-- Short task --
Show every line of the entries below that contains the string "target", matching case exactly.

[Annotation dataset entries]
-.-.-

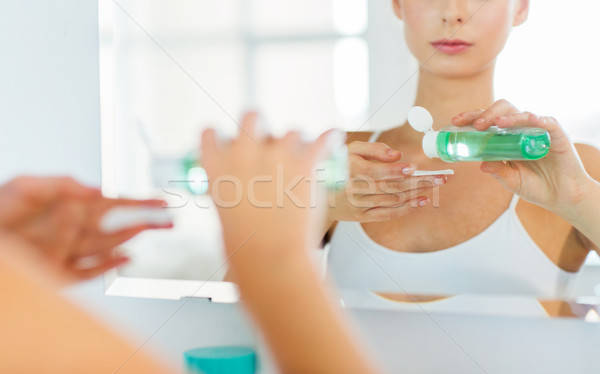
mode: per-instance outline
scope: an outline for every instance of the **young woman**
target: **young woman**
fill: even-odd
[[[552,146],[535,162],[447,164],[427,158],[423,134],[407,125],[349,134],[351,175],[375,178],[377,190],[361,194],[349,184],[330,209],[330,274],[342,288],[376,291],[566,292],[600,244],[586,237],[577,213],[600,179],[600,152],[573,147],[553,119],[494,102],[496,58],[511,29],[525,22],[529,1],[393,0],[393,8],[420,63],[415,105],[432,113],[434,129],[538,126],[551,131]],[[407,163],[454,169],[435,207],[423,194],[406,193]],[[419,204],[407,208],[407,196]]]

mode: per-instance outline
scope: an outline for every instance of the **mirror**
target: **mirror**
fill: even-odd
[[[203,128],[218,126],[233,134],[236,120],[252,107],[260,110],[275,134],[299,128],[313,135],[331,127],[381,130],[404,123],[415,99],[419,65],[406,46],[391,0],[100,0],[99,4],[103,190],[109,196],[164,198],[176,224],[172,231],[148,232],[127,243],[125,249],[134,261],[106,275],[110,295],[237,300],[235,287],[224,281],[227,259],[212,203],[207,196],[190,192],[201,188],[199,179],[183,172],[182,165],[195,158]],[[558,18],[574,20],[567,28],[573,35],[597,35],[588,28],[599,24],[582,17],[597,14],[592,8],[600,11],[599,7],[577,0],[567,10],[576,15],[564,17],[566,10],[557,0],[536,4],[499,58],[496,97],[559,117],[576,140],[600,140],[596,125],[600,113],[593,100],[600,86],[594,65],[598,50],[582,51],[569,44],[573,50],[564,51],[561,61],[551,45],[565,37],[565,28],[554,27]],[[531,54],[530,45],[546,43],[539,40],[540,30],[550,44],[523,59]],[[572,56],[581,56],[578,68],[556,74],[571,66]],[[560,92],[578,92],[581,99],[548,92],[548,77]],[[315,256],[322,263],[331,260],[327,249],[315,251]],[[364,258],[364,263],[369,261]],[[599,264],[592,253],[573,279],[557,276],[555,294],[524,290],[510,273],[498,275],[494,286],[486,288],[469,277],[472,267],[465,267],[459,273],[464,279],[451,287],[440,283],[444,278],[435,268],[421,271],[409,282],[394,280],[393,271],[376,267],[372,268],[379,278],[358,273],[355,278],[332,277],[348,307],[394,309],[407,304],[394,295],[438,295],[439,300],[427,305],[452,304],[440,308],[465,312],[477,308],[455,307],[457,300],[468,299],[465,305],[495,300],[490,304],[495,305],[516,295],[516,299],[578,304],[580,297],[598,296]],[[436,266],[443,268],[444,261]],[[475,270],[490,274],[487,269]],[[579,304],[595,305],[592,299],[585,301]],[[570,310],[581,315],[577,308]],[[584,318],[593,320],[590,310],[597,309],[585,308]]]

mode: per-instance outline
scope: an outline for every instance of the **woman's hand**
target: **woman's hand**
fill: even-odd
[[[0,229],[40,249],[45,262],[63,276],[83,280],[127,262],[115,248],[144,230],[159,228],[138,225],[105,233],[99,223],[108,210],[160,207],[164,202],[107,199],[71,178],[19,177],[0,186],[0,206]]]
[[[478,130],[490,126],[539,127],[550,134],[548,154],[536,161],[483,162],[481,170],[491,174],[509,191],[563,217],[568,217],[585,196],[591,178],[585,172],[573,143],[551,117],[520,112],[505,100],[486,110],[466,112],[452,119],[456,126],[473,125]]]
[[[202,136],[202,163],[228,254],[250,239],[253,247],[265,249],[318,243],[327,202],[322,183],[311,186],[310,178],[316,163],[327,156],[328,134],[312,144],[296,132],[264,138],[256,122],[255,113],[244,116],[233,141],[218,141],[212,129]]]
[[[441,176],[413,177],[415,166],[399,162],[402,153],[383,143],[355,141],[348,145],[350,181],[336,193],[330,221],[376,222],[394,219],[429,204]]]

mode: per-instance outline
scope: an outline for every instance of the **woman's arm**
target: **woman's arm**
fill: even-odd
[[[59,297],[34,250],[0,232],[0,372],[174,373]]]
[[[574,207],[573,217],[567,219],[584,245],[600,254],[600,150],[587,144],[575,144],[575,149],[590,181],[584,186],[583,199],[578,204],[581,206]]]
[[[327,136],[312,145],[294,133],[283,139],[247,136],[255,134],[255,121],[256,115],[247,115],[242,135],[230,143],[217,143],[209,130],[201,147],[242,300],[282,372],[375,373],[309,257],[325,220],[317,203],[325,191],[311,194],[308,180],[325,156]],[[225,177],[237,187],[217,184]],[[291,195],[284,193],[292,181]],[[243,198],[234,208],[219,204],[239,192]]]
[[[453,124],[473,124],[479,130],[492,125],[540,127],[551,138],[548,155],[537,161],[484,162],[481,170],[506,189],[566,219],[584,237],[588,248],[600,245],[600,152],[586,147],[584,163],[558,121],[520,112],[505,100],[483,111],[456,116]],[[580,147],[580,150],[582,148]],[[587,169],[587,170],[586,170]]]

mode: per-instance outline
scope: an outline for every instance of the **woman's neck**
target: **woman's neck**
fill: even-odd
[[[421,70],[415,105],[429,110],[433,128],[451,124],[462,112],[485,109],[494,102],[494,67],[467,78],[445,78]]]

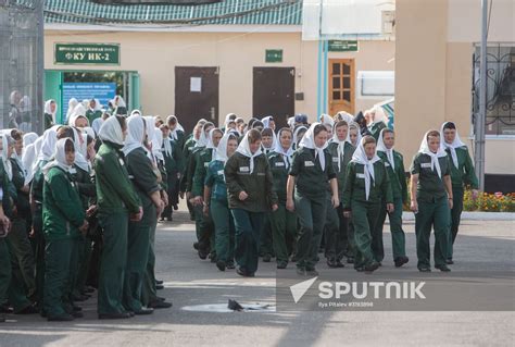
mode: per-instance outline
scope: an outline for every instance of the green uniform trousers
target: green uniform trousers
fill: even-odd
[[[274,256],[274,245],[272,236],[272,213],[265,214],[265,220],[263,221],[263,230],[260,233],[260,256]]]
[[[155,289],[155,228],[158,219],[150,225],[149,232],[149,258],[147,261],[147,271],[145,272],[143,287],[141,289],[141,303],[149,306],[150,302],[158,300],[158,289]]]
[[[380,203],[352,200],[352,223],[354,224],[354,268],[368,265],[374,261],[372,231],[379,216]]]
[[[47,240],[43,302],[48,318],[70,312],[76,243],[72,238]]]
[[[449,210],[447,197],[422,201],[418,199],[418,213],[415,214],[417,267],[430,267],[429,238],[435,228],[435,265],[444,265],[449,243]]]
[[[27,224],[24,219],[12,219],[11,232],[8,235],[8,241],[11,246],[11,257],[13,263],[16,263],[13,273],[21,283],[24,284],[25,293],[29,298],[36,296],[36,278],[33,246],[28,239]]]
[[[74,288],[74,295],[80,295],[88,280],[89,263],[91,261],[91,239],[88,236],[80,235],[78,243],[78,271],[77,281]]]
[[[0,238],[0,306],[8,301],[8,290],[11,284],[11,255],[5,239]]]
[[[127,264],[124,278],[124,308],[128,311],[140,311],[142,308],[141,290],[149,261],[150,228],[156,219],[152,205],[143,210],[139,222],[129,222],[127,233]]]
[[[377,222],[374,235],[372,236],[372,251],[376,261],[382,261],[385,258],[385,250],[382,247],[382,227],[385,225],[386,216],[390,220],[391,246],[393,250],[393,260],[399,257],[406,256],[406,238],[402,230],[402,198],[393,199],[393,212],[388,213],[386,202],[381,203],[379,210],[379,220]]]
[[[98,313],[125,312],[122,305],[125,268],[127,263],[128,213],[99,214],[103,228],[100,260]]]
[[[260,252],[260,232],[263,227],[264,212],[250,212],[231,209],[235,219],[235,260],[237,265],[249,274],[258,270]]]
[[[325,220],[325,255],[328,260],[341,260],[339,258],[342,253],[342,243],[340,235],[340,219],[338,213],[340,212],[339,208],[334,209],[332,202],[330,200],[330,195],[327,195],[326,206],[327,214]]]
[[[452,259],[454,240],[457,236],[457,230],[460,228],[460,221],[463,212],[463,188],[452,187],[452,210],[451,210],[451,226],[449,233],[449,244],[447,258]]]
[[[293,243],[297,237],[297,215],[279,203],[275,212],[269,214],[272,225],[272,241],[277,263],[288,262],[293,252]]]
[[[297,239],[297,268],[313,270],[326,218],[326,197],[309,199],[296,191],[294,203],[300,231]]]
[[[39,306],[43,307],[43,292],[45,292],[45,235],[42,232],[42,210],[41,205],[36,203],[36,209],[33,215],[34,240],[36,244],[36,292]]]
[[[218,260],[235,261],[235,220],[227,200],[211,199],[211,215],[215,226],[215,249]]]

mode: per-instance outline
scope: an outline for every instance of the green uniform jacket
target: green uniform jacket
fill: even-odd
[[[440,171],[443,176],[451,174],[451,163],[449,156],[438,158]],[[436,170],[431,170],[431,157],[424,153],[416,153],[413,157],[412,175],[418,174],[418,184],[416,187],[416,197],[422,201],[432,202],[447,196],[443,179],[438,176]]]
[[[386,124],[384,122],[377,122],[377,123],[373,123],[369,127],[368,127],[368,132],[370,132],[370,135],[374,136],[374,138],[376,139],[376,141],[378,140],[379,138],[379,134],[381,133],[381,131],[387,127]]]
[[[202,197],[204,195],[205,176],[208,175],[208,166],[213,158],[215,149],[204,148],[194,157],[197,160],[194,164],[193,182],[191,187],[191,195],[193,197]]]
[[[83,207],[87,209],[89,207],[89,199],[97,196],[97,188],[95,186],[89,172],[84,171],[77,165],[74,165],[74,171],[72,173],[72,179],[76,183],[78,194],[80,195],[80,201],[83,201]]]
[[[72,176],[51,168],[43,184],[43,233],[47,240],[78,237],[86,213]]]
[[[30,195],[33,200],[42,203],[42,186],[45,183],[45,176],[42,174],[42,168],[48,163],[47,160],[41,160],[38,164],[38,169],[34,173],[33,183],[30,185]]]
[[[140,201],[130,184],[120,148],[104,141],[95,158],[98,208],[105,214],[127,210],[129,213],[139,212]]]
[[[11,216],[13,212],[13,205],[12,205],[12,198],[11,194],[9,191],[9,177],[8,173],[5,172],[5,169],[3,168],[3,162],[0,160],[0,186],[2,187],[3,190],[3,197],[2,197],[2,208],[3,208],[3,213],[7,216]]]
[[[349,142],[346,142],[340,170],[338,170],[338,144],[330,142],[329,146],[327,146],[326,151],[331,156],[332,170],[335,170],[336,178],[338,179],[338,195],[341,200],[343,199],[343,189],[346,188],[347,164],[351,162],[352,154],[354,154],[355,151],[355,147]]]
[[[274,178],[265,154],[254,158],[254,171],[250,173],[250,158],[236,152],[227,160],[224,173],[230,209],[267,212],[273,205],[278,203],[273,187]],[[238,198],[241,191],[249,195],[244,201]]]
[[[393,198],[402,198],[402,202],[407,201],[407,184],[406,184],[406,173],[404,171],[404,159],[401,153],[393,150],[393,161],[395,170],[393,170],[388,162],[388,157],[382,151],[377,151],[377,156],[382,160],[388,172],[388,177],[390,178],[391,190],[393,193]]]
[[[88,119],[89,124],[93,124],[93,121],[96,119],[101,117],[101,116],[102,116],[102,111],[100,111],[100,110],[97,110],[97,111],[88,110],[88,111],[86,111],[86,117]]]
[[[125,157],[125,161],[127,162],[129,178],[135,190],[138,193],[143,209],[151,207],[153,202],[150,199],[150,195],[161,189],[152,162],[141,147],[128,153]]]
[[[27,193],[22,191],[25,185],[25,175],[23,169],[20,168],[15,159],[11,160],[11,166],[13,168],[13,179],[11,181],[11,187],[15,189],[14,203],[16,205],[17,215],[21,218],[30,216],[30,203]]]
[[[325,199],[327,190],[330,189],[329,179],[336,178],[332,169],[332,158],[327,151],[325,156],[325,170],[319,161],[315,160],[315,150],[301,147],[293,154],[290,175],[296,177],[297,193],[309,199]]]
[[[374,177],[370,182],[370,193],[366,200],[365,191],[365,166],[351,161],[347,165],[347,182],[343,193],[343,209],[351,210],[351,202],[380,203],[386,200],[387,203],[393,203],[390,179],[382,161],[374,163]]]
[[[227,203],[227,185],[225,184],[224,162],[213,160],[209,164],[204,185],[211,188],[211,199]]]
[[[184,154],[183,150],[180,149],[179,145],[172,140],[172,139],[164,139],[164,141],[169,141],[169,145],[172,146],[172,154],[166,153],[164,150],[164,144],[163,144],[163,157],[164,157],[164,169],[166,170],[166,173],[168,174],[176,174],[177,173],[183,173],[184,172]]]
[[[193,189],[193,176],[194,172],[197,171],[197,163],[199,162],[198,157],[204,150],[205,147],[194,147],[191,150],[191,154],[189,156],[188,160],[188,168],[185,172],[185,190],[184,191],[191,191]]]
[[[271,152],[268,154],[268,163],[271,165],[272,176],[274,177],[274,190],[277,194],[279,203],[286,205],[286,185],[288,182],[289,168],[286,166],[282,154]],[[290,160],[290,165],[293,159]]]
[[[473,189],[479,189],[479,183],[476,177],[476,172],[474,171],[474,164],[468,153],[468,148],[466,146],[459,147],[456,150],[457,157],[457,168],[454,166],[451,157],[451,150],[447,149],[449,157],[449,162],[451,164],[451,181],[453,187],[463,188],[465,185],[470,185]]]

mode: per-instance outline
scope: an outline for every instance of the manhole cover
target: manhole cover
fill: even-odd
[[[239,312],[275,312],[275,306],[268,303],[241,303],[243,310]],[[215,313],[229,313],[238,312],[229,309],[227,303],[208,303],[208,305],[193,305],[185,306],[181,308],[185,311],[191,312],[215,312]]]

-.-.-

-- Worked answer --
target: **young woman**
target: **mirror**
target: **woman's hand**
target: **woman's arm**
target: **woman's neck**
target: green uniform trousers
target: green uniform jacket
target: manhole cover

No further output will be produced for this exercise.